Objectif A ▸ Renvoie mot pour mot le passage de l'extrait sur le MBTI qui va de « Le MBTI (Myers » à « de quatre lettres. ».

Extrait ▸
Le MBTI (Myers Briggs Type Indicator) est un questionnaire de personnalité inspiré de la théorie des types psychologiques de Carl Gustav Jung. Il est construit autour de quatre échelles qui reflètent les quatre préférences fondamentales qui structurent, selon Jung, la perception et le jugement. La combinaison de ces préférences donne lieu à 16 types de personnalité possibles, et le MBTI permet à l’utilisateur d’identifier son type à travers une séquence de quatre lettres.
Développé à partir de 1919 par Katherine Cook Briggs et sa fille Isabel Briggs Myers, le MBTI est devenu l’un des outils de personnalité les plus connus et les plus utilisés au monde, avec environ 2 millions de passations annuelles. Contrairement à d’autres tests réservés aux psychologues, il peut être utilisé par divers professionnels moyennant une formation onéreuse. Le MBTI est notamment très utilisé en coaching, à la fois individuel (développement personnel et professionnel) et collectif (pour des ateliers de team building ou pour améliorer la cohésion des équipes).

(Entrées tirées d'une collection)
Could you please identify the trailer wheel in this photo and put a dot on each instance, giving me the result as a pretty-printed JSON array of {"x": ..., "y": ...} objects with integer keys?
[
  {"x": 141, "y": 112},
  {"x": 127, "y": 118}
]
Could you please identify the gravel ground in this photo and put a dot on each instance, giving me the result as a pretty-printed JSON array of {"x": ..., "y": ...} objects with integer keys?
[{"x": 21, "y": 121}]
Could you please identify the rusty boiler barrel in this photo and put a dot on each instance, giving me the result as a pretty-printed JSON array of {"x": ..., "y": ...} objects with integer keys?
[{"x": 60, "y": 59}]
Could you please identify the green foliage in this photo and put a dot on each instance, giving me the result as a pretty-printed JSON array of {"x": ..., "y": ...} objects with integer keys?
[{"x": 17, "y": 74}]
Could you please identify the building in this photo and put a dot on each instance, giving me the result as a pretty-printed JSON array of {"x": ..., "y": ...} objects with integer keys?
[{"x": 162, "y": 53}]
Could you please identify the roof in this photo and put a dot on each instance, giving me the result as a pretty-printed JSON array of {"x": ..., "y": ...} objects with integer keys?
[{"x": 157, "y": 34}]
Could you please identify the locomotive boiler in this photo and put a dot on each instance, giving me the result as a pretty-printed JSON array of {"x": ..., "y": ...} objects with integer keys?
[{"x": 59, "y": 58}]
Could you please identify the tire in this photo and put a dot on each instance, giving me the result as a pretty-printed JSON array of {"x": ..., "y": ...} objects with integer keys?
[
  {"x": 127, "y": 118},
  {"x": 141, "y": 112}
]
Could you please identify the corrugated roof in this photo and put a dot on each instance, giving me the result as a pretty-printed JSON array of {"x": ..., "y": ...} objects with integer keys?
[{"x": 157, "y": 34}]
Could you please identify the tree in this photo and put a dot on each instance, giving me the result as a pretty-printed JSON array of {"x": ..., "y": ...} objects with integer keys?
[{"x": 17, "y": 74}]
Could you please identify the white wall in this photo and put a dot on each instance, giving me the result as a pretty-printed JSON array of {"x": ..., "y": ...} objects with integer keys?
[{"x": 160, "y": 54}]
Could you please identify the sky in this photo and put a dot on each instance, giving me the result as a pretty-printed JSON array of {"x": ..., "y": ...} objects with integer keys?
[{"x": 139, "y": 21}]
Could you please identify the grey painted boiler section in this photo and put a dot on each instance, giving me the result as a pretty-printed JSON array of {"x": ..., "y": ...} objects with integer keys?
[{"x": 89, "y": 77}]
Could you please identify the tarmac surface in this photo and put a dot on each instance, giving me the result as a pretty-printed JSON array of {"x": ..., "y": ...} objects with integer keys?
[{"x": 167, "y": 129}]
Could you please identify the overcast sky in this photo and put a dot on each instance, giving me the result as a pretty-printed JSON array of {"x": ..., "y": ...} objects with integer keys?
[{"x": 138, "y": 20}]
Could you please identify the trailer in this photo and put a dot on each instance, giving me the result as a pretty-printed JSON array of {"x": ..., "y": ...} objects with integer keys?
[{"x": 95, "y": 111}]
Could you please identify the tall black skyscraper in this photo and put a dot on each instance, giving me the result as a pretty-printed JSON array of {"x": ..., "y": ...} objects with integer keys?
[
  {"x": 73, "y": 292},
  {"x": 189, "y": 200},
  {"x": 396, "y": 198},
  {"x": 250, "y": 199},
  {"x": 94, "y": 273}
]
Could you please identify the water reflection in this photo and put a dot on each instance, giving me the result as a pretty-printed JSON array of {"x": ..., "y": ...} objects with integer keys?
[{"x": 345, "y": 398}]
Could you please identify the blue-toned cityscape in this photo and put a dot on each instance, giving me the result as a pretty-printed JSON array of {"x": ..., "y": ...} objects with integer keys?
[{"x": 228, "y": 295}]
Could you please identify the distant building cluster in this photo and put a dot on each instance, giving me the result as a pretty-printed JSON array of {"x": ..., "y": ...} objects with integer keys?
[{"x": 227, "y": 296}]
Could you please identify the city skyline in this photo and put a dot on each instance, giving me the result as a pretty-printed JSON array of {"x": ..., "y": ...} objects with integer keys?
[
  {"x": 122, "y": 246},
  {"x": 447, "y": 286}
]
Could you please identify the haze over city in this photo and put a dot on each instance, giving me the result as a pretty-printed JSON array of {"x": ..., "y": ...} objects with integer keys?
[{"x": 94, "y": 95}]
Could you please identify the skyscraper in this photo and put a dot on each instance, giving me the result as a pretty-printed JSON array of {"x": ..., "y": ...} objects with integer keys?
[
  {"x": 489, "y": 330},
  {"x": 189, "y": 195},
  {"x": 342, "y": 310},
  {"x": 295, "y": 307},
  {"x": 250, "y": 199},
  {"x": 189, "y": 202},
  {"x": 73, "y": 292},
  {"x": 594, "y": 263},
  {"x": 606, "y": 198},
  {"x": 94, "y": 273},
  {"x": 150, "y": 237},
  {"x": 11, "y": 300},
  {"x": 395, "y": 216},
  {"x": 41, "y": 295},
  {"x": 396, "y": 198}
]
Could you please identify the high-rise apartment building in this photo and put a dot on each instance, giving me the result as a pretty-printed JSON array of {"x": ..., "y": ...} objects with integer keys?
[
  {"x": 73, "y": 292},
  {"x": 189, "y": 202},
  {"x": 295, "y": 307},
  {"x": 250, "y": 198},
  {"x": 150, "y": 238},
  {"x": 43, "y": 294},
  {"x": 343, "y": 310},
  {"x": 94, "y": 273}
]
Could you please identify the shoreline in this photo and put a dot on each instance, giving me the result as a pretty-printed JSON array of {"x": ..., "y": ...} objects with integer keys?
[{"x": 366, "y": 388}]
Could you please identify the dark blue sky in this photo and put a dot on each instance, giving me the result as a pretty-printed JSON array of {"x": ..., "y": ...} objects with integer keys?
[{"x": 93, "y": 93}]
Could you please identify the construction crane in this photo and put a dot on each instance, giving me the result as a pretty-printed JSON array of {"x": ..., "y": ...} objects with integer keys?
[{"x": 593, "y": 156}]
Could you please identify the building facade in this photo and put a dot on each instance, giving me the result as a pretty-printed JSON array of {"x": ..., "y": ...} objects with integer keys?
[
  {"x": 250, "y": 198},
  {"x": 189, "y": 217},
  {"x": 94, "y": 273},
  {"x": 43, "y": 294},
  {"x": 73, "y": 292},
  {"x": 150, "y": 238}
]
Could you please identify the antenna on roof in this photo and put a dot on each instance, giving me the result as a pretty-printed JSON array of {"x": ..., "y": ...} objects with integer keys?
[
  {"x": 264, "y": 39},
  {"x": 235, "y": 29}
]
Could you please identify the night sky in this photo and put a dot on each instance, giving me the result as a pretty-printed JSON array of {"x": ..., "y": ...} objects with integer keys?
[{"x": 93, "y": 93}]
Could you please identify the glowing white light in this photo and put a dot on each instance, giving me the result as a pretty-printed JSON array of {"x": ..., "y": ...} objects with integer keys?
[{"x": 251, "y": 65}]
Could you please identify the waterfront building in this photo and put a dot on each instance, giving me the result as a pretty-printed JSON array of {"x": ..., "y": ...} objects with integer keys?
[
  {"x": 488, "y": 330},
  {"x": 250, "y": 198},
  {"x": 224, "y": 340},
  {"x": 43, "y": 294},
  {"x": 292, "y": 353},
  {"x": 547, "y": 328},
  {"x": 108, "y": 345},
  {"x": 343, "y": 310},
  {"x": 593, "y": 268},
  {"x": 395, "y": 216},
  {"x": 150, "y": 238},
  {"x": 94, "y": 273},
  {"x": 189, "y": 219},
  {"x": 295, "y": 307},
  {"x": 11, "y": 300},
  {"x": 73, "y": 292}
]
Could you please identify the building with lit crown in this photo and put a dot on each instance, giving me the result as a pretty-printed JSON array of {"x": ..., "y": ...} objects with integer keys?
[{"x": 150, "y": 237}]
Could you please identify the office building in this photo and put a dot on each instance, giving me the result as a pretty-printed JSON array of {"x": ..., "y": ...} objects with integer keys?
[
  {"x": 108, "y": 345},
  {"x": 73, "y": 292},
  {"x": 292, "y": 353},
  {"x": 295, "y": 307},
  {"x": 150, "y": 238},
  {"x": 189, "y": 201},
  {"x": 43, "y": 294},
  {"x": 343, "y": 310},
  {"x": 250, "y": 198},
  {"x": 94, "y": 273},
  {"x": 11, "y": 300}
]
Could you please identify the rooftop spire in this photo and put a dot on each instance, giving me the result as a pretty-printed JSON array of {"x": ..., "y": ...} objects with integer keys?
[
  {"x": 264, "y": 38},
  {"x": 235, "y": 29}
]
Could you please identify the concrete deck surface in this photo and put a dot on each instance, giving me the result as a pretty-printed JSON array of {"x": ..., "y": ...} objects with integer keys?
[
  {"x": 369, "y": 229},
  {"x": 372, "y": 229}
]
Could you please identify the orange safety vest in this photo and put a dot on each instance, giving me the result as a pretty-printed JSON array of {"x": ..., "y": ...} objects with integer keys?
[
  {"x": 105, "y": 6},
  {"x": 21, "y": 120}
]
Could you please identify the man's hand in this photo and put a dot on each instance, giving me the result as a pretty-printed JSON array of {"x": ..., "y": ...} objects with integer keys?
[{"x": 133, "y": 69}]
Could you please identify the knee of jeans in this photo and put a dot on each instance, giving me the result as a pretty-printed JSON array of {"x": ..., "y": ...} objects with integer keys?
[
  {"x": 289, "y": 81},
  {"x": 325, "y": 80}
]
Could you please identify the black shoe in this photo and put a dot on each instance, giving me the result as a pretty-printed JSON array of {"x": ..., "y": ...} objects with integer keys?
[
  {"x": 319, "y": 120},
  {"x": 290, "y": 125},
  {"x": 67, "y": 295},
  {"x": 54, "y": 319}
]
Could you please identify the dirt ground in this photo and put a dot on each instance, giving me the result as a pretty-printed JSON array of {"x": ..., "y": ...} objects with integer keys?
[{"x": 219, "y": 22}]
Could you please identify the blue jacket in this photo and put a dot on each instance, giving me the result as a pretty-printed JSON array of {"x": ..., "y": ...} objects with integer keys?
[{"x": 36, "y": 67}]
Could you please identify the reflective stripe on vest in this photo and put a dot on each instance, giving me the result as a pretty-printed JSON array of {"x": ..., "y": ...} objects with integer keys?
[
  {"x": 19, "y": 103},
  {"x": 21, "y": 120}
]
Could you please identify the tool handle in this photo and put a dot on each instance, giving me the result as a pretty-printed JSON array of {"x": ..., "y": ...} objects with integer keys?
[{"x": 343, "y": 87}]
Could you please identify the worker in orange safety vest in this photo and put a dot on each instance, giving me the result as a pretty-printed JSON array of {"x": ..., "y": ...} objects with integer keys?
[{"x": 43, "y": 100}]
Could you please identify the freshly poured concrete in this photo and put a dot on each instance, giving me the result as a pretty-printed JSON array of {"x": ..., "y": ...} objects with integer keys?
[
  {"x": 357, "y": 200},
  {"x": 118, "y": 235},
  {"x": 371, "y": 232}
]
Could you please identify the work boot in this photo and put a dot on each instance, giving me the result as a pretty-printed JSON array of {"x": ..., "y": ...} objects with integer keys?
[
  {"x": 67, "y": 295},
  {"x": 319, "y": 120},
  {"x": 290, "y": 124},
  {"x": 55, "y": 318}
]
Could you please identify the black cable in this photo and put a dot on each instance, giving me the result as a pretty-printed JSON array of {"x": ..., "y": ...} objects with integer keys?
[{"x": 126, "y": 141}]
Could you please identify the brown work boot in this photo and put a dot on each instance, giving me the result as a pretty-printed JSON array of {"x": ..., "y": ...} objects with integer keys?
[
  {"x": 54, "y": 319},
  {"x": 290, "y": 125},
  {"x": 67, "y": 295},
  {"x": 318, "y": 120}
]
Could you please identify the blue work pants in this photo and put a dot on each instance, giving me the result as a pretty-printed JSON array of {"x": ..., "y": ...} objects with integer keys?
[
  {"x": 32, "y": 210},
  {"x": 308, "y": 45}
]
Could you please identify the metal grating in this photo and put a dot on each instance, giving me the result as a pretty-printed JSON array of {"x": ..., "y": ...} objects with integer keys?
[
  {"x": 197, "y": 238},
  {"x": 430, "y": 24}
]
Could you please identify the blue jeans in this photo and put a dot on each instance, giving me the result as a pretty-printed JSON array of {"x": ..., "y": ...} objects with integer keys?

Objectif B ▸ Rassemble toutes les lignes contenant la chaîne « ground », en tenant compte de la casse.

Corrigé détaillé A ▸
Le MBTI (Myers Briggs Type Indicator) est un questionnaire de personnalité inspiré de la théorie des types psychologiques de Carl Gustav Jung. Il est construit autour de quatre échelles qui reflètent les quatre préférences fondamentales qui structurent, selon Jung, la perception et le jugement. La combinaison de ces préférences donne lieu à 16 types de personnalité possibles, et le MBTI permet à l’utilisateur d’identifier son type à travers une séquence de quatre lettres.

Corrigé détaillé B ▸
Could you please identify the gravel ground in this photo and put a dot on each instance, giving me the result as a pretty-printed JSON array of {"x": ..., "y": ...} objects with integer keys?
Could you please identify the dirt ground in this photo and put a dot on each instance, giving me the result as a pretty-printed JSON array of {"x": ..., "y": ...} objects with integer keys?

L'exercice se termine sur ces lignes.